Extract provided>
Following outcry, American Psychological Association “refocuses” takedown notice program

After a deluge of protests from researchers who received notices from the American Psychological Association (APA) to remove papers from their websites, the publisher announced it will shift its focus to commercial sites.

Earlier this week, researchers took to Twitter to lament the takedown notices they had received from the APA; one posted the letter in place of his paper. The letters were part of a pilot program by the APA to remove “unauthorized online postings of APA journal articles.”

That program has now taken a bit of a turn. In a release yesterday, the APA says that:

…it is targeting online piracy websites and not individual authors in its efforts to curtail the unauthorized sharing on the internet of articles published in the association’s journals.

It included a statement from APA Executive Publisher Jasper Simons:

We regret that our recent takedown messages upset some of our authors, who are not the target of the program. Our goal remains to preserve the integrity of the scholarly record and stop the illegal sharing of content on piracy sites. We support the non-commercial sharing of content by our authors in line with our posting guidelines.

A spokesperson told us the program will now focus on sites that commercially republish papers from APA journals without permission, not non-commercial academic websites that host final versions of papers.

What you should do> Using the article on the APA takedown notices, explain in one to three sentences why the APA shifted its program's focus to commercial sites.

Raw records>
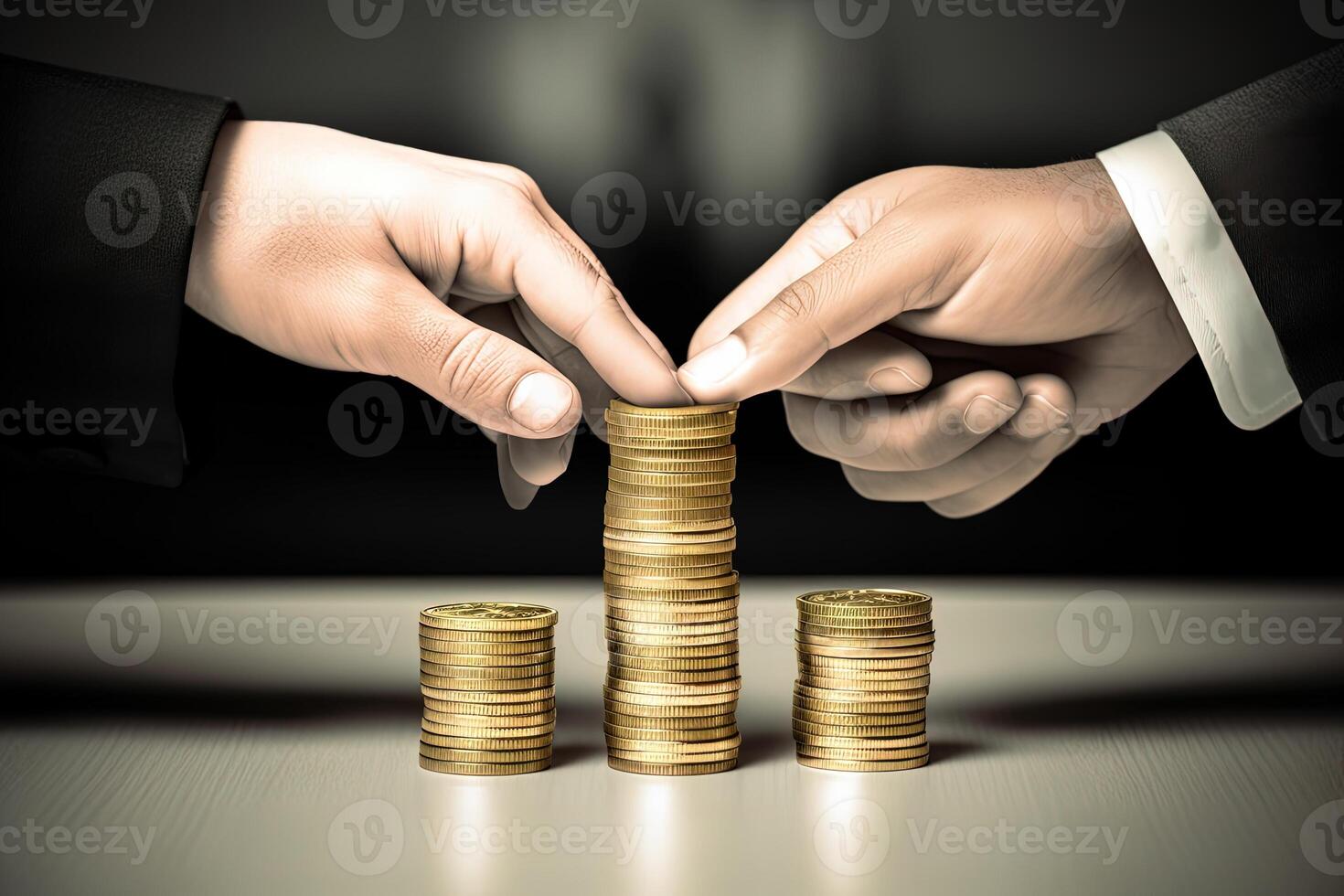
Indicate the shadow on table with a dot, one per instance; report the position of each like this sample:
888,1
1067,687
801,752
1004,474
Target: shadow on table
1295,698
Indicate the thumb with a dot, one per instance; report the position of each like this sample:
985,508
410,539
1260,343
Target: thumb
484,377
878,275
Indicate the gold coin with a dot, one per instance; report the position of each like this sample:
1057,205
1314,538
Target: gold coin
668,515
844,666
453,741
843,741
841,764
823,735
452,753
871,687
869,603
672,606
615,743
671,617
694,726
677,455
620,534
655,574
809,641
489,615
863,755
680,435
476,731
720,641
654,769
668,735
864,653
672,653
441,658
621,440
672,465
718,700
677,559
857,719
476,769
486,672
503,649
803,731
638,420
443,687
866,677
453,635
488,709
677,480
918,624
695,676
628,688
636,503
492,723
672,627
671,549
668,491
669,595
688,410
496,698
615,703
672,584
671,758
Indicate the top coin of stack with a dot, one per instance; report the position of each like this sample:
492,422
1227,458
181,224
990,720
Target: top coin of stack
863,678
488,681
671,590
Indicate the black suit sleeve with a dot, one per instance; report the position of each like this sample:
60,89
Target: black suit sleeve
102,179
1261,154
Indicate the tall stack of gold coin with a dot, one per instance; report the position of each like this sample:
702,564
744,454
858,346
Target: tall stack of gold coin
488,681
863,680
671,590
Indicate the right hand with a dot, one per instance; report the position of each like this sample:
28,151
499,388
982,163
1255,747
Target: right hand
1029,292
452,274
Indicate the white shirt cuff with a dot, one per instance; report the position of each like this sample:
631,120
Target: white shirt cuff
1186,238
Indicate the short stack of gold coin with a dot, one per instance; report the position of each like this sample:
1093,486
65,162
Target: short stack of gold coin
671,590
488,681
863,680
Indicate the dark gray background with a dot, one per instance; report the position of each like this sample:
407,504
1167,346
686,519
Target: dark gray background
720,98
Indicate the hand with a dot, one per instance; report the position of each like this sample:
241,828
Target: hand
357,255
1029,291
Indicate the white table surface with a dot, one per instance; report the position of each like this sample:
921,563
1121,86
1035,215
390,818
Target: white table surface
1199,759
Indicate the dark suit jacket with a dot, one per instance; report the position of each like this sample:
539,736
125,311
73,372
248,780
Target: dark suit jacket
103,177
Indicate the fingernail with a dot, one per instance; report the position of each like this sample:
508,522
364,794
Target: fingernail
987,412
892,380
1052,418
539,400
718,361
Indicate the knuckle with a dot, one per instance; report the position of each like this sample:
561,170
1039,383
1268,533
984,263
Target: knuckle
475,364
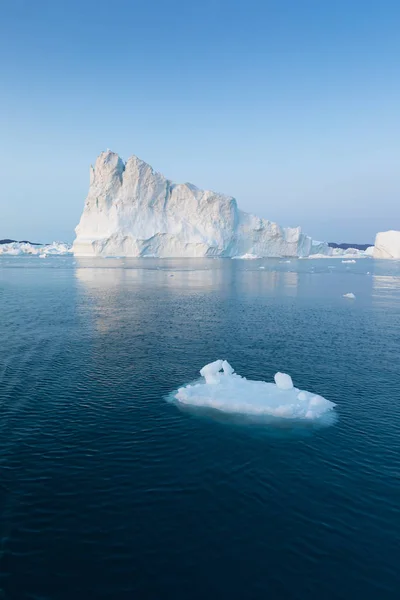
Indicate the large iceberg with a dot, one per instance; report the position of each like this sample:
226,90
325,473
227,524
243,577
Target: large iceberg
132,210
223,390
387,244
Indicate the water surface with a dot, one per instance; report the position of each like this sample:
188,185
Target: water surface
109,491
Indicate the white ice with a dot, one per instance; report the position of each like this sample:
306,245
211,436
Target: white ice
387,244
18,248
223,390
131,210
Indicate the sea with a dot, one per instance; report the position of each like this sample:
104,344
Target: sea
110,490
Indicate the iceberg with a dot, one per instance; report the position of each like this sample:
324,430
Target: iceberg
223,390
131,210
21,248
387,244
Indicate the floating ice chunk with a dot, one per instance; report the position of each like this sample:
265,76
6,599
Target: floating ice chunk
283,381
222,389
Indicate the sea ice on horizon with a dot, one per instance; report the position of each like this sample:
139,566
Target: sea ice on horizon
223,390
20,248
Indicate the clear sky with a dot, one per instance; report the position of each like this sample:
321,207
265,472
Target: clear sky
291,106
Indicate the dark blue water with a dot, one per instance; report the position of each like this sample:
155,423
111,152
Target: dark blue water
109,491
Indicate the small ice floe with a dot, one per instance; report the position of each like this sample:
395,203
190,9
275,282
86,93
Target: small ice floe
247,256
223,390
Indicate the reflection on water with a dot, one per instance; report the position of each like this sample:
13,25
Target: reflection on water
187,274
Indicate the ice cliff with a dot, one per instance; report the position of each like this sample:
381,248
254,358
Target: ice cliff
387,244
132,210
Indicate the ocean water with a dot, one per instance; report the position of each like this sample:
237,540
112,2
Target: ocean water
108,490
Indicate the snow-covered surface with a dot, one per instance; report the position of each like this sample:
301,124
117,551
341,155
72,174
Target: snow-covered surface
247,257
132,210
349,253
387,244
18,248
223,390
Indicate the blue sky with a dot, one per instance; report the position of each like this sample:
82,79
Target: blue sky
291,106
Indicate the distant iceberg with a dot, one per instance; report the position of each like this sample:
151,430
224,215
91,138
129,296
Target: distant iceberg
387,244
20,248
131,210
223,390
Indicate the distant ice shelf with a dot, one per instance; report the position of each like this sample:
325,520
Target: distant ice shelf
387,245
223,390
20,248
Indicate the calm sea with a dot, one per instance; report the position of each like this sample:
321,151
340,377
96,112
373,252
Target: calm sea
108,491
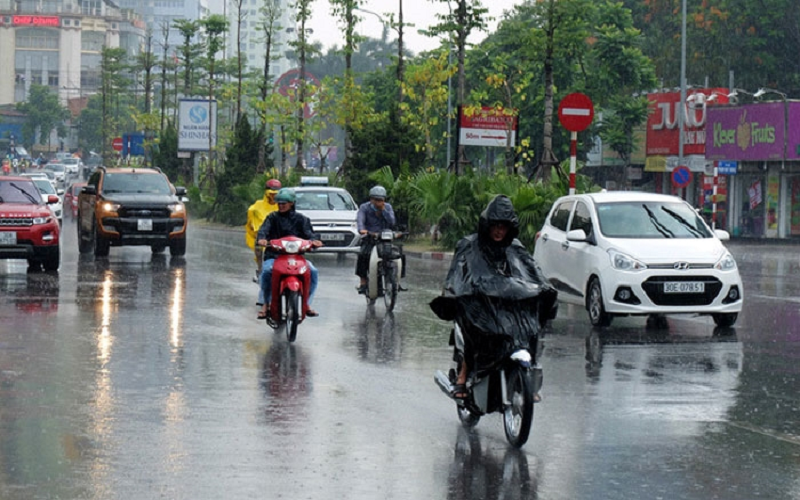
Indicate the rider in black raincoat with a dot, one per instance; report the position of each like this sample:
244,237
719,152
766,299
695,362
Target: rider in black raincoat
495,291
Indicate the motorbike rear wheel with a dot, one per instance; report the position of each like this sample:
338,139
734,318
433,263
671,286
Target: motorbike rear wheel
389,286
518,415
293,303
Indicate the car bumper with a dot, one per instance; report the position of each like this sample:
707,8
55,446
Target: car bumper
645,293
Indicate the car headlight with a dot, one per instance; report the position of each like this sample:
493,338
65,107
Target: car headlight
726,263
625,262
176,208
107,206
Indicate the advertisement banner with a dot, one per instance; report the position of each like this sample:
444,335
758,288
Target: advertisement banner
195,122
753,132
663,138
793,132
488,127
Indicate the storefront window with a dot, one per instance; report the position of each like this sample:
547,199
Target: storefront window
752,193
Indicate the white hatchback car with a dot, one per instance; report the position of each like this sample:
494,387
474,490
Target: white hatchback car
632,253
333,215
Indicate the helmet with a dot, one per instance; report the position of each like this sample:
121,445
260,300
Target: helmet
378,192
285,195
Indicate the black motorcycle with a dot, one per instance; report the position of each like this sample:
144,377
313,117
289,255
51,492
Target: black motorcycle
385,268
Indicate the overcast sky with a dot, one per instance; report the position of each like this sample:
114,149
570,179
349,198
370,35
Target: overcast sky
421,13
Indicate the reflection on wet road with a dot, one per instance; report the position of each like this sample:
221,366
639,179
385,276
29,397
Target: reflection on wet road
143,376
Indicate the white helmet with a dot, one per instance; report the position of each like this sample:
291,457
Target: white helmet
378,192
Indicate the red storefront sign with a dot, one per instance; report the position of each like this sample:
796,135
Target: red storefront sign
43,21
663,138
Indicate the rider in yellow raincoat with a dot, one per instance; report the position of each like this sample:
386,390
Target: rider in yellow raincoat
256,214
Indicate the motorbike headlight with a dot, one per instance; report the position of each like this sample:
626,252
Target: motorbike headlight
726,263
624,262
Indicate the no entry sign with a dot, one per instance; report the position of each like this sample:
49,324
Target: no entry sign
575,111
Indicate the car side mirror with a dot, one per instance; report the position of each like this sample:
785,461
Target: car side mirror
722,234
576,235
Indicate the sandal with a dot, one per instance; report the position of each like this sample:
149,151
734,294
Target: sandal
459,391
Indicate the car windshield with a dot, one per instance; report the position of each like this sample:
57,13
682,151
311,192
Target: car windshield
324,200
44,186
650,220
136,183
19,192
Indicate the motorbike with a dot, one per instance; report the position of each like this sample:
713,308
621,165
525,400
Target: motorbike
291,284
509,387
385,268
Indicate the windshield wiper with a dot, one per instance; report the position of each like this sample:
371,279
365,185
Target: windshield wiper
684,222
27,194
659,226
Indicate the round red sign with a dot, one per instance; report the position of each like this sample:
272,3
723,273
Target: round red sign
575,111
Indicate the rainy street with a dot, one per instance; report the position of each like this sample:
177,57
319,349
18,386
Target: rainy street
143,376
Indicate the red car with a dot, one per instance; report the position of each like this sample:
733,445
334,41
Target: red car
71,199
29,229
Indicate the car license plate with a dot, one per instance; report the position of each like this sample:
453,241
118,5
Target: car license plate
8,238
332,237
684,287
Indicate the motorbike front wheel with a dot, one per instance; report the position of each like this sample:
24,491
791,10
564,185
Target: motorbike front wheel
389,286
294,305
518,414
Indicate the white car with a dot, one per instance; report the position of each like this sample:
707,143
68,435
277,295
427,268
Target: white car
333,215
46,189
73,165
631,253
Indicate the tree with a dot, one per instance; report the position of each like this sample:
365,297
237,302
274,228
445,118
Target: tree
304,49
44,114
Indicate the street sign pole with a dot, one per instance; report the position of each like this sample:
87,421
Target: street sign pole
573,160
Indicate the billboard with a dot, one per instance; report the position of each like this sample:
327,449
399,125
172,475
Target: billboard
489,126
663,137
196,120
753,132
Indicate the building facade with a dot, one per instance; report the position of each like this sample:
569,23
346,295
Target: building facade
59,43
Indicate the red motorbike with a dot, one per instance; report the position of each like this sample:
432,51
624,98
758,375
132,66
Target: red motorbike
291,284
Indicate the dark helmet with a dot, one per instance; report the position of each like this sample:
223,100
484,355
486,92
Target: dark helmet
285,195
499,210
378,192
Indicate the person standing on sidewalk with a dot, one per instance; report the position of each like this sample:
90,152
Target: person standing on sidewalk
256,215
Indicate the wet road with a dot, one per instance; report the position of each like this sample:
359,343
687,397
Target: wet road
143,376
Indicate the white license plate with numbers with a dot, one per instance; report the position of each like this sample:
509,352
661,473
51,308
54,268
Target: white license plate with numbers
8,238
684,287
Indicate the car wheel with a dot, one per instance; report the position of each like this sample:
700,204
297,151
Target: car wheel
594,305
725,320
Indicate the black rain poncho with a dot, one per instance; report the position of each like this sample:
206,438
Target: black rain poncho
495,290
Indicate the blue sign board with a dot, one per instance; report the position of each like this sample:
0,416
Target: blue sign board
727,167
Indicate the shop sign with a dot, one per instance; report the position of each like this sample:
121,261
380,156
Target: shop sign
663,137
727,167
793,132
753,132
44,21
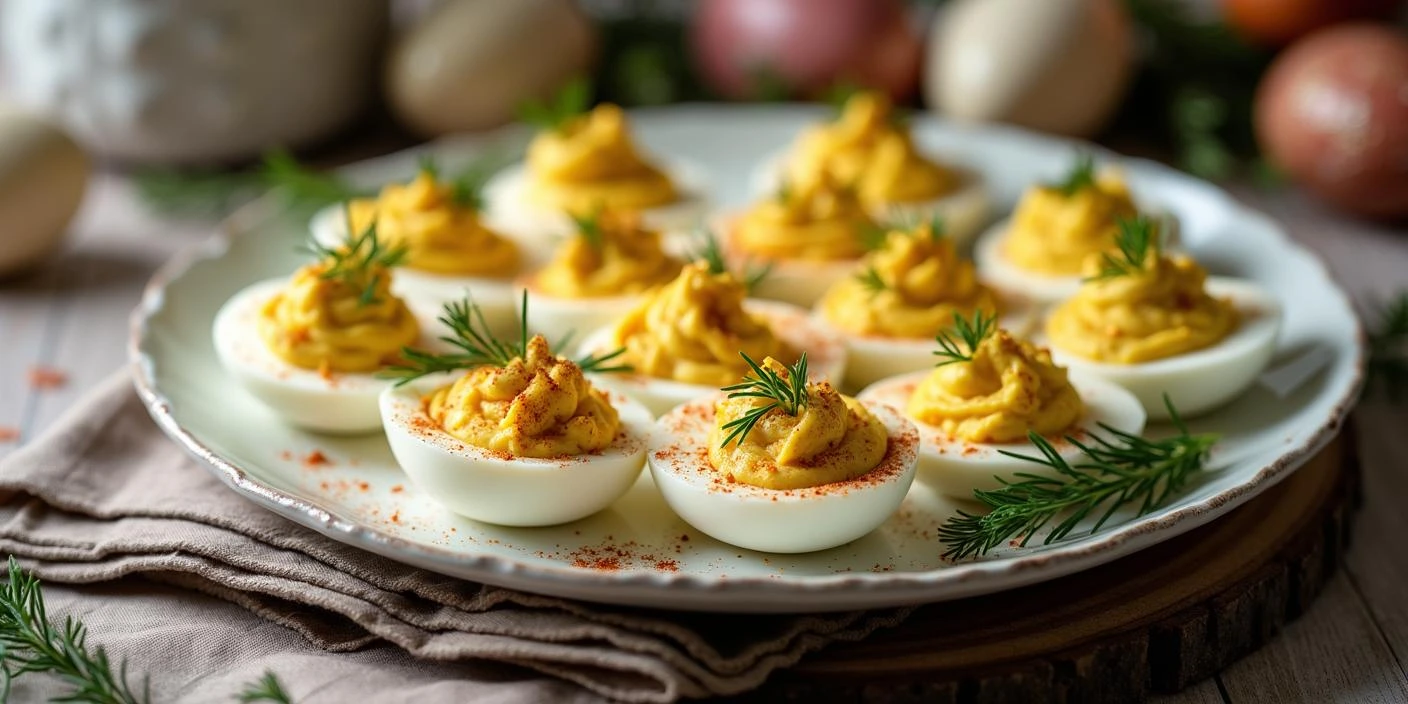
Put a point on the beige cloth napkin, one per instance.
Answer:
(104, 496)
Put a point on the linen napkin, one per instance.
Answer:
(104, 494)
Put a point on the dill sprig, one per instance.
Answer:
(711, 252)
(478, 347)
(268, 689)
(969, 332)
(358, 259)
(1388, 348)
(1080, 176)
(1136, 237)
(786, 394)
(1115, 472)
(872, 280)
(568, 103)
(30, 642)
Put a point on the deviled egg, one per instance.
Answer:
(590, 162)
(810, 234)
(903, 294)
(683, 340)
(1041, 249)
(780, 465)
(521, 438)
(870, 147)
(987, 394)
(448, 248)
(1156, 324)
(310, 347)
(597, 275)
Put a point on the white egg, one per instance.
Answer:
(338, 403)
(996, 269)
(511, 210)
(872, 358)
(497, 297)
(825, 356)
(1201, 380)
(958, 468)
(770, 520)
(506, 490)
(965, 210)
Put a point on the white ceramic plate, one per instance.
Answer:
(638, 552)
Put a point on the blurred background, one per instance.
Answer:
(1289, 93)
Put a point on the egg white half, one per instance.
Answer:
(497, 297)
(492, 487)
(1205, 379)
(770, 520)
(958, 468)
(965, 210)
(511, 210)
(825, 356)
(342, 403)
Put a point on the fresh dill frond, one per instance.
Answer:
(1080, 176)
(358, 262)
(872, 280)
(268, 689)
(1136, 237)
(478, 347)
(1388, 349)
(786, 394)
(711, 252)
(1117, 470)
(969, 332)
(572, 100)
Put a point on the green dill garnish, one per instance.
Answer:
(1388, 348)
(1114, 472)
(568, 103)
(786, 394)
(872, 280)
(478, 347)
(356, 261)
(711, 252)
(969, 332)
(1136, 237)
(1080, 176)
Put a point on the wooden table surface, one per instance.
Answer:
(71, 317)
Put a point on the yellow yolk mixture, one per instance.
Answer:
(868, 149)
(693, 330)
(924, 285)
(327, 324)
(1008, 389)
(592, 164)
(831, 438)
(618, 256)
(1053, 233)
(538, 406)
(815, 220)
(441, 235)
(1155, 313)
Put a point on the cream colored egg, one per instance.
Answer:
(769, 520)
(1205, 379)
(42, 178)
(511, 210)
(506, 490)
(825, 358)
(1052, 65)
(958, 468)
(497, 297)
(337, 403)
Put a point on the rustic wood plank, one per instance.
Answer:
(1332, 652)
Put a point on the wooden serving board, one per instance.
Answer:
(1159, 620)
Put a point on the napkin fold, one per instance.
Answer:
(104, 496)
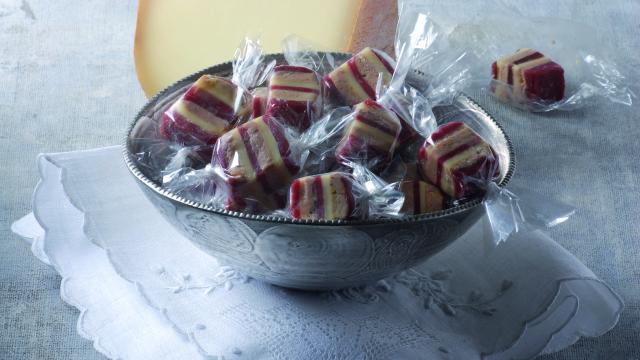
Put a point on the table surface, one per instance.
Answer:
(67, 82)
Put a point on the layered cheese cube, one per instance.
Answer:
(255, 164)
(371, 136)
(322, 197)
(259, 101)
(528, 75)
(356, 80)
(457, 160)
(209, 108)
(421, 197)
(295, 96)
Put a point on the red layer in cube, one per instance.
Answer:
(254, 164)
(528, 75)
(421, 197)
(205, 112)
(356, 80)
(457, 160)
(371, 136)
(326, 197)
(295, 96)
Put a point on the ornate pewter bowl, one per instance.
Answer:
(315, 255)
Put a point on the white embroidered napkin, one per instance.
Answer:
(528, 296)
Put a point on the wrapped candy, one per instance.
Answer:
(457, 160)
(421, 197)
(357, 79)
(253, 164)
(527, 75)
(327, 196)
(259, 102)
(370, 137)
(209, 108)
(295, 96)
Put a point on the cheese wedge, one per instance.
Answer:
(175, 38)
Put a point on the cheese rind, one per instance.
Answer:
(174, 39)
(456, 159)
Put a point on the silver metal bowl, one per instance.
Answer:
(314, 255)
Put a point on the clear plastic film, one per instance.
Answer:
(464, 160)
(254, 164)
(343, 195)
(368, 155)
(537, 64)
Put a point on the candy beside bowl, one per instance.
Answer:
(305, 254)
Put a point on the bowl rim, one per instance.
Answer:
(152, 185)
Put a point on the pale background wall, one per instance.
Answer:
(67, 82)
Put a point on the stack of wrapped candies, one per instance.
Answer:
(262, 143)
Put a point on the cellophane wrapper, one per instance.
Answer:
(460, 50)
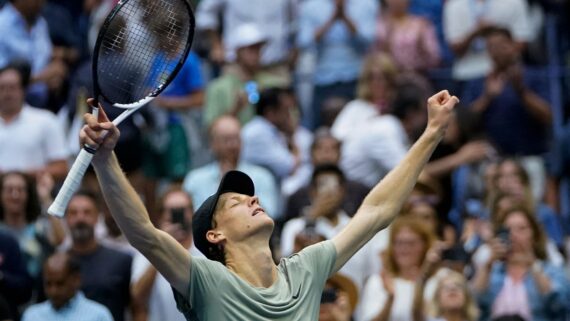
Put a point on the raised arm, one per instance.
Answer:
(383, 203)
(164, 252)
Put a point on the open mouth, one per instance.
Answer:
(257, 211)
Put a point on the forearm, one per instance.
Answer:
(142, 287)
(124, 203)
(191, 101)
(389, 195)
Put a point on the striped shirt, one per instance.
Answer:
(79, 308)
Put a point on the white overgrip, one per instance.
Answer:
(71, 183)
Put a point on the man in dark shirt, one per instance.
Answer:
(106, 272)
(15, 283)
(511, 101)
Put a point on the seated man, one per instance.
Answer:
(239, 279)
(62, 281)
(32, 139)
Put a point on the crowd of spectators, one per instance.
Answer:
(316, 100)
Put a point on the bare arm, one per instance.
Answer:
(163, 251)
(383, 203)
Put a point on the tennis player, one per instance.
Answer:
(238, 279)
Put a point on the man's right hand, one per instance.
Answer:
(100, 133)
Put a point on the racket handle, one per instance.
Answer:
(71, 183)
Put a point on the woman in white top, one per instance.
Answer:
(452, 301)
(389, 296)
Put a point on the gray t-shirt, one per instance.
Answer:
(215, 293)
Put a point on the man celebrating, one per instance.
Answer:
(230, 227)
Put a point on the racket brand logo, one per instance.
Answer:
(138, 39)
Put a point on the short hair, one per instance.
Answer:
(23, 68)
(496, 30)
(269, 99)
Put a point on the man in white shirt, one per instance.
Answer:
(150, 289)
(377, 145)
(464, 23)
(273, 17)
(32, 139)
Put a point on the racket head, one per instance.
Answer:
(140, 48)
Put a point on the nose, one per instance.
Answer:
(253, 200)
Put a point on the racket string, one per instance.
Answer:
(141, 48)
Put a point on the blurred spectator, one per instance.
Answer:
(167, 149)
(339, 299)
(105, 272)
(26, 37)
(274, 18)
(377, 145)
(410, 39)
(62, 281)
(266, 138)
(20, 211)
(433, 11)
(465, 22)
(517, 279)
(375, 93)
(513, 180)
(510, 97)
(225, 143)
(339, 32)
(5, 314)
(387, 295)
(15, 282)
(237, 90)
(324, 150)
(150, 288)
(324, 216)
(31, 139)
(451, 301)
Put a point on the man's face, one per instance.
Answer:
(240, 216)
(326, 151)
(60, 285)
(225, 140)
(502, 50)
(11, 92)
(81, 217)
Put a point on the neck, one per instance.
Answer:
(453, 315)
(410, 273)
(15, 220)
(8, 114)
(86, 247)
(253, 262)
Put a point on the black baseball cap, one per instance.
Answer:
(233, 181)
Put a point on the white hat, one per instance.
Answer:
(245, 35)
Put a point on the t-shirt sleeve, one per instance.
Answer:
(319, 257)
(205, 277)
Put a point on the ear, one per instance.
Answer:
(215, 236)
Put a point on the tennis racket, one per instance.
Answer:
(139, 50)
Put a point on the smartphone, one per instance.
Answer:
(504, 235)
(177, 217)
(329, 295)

Written solution> The shift came after a deluge of protests from researchers who had received notices to remove their papers from their websites. The APA said individual authors were not the program's target. Its goal is to stop illegal sharing on piracy sites, and it supports authors' non-commercial sharing in line with its posting guidelines.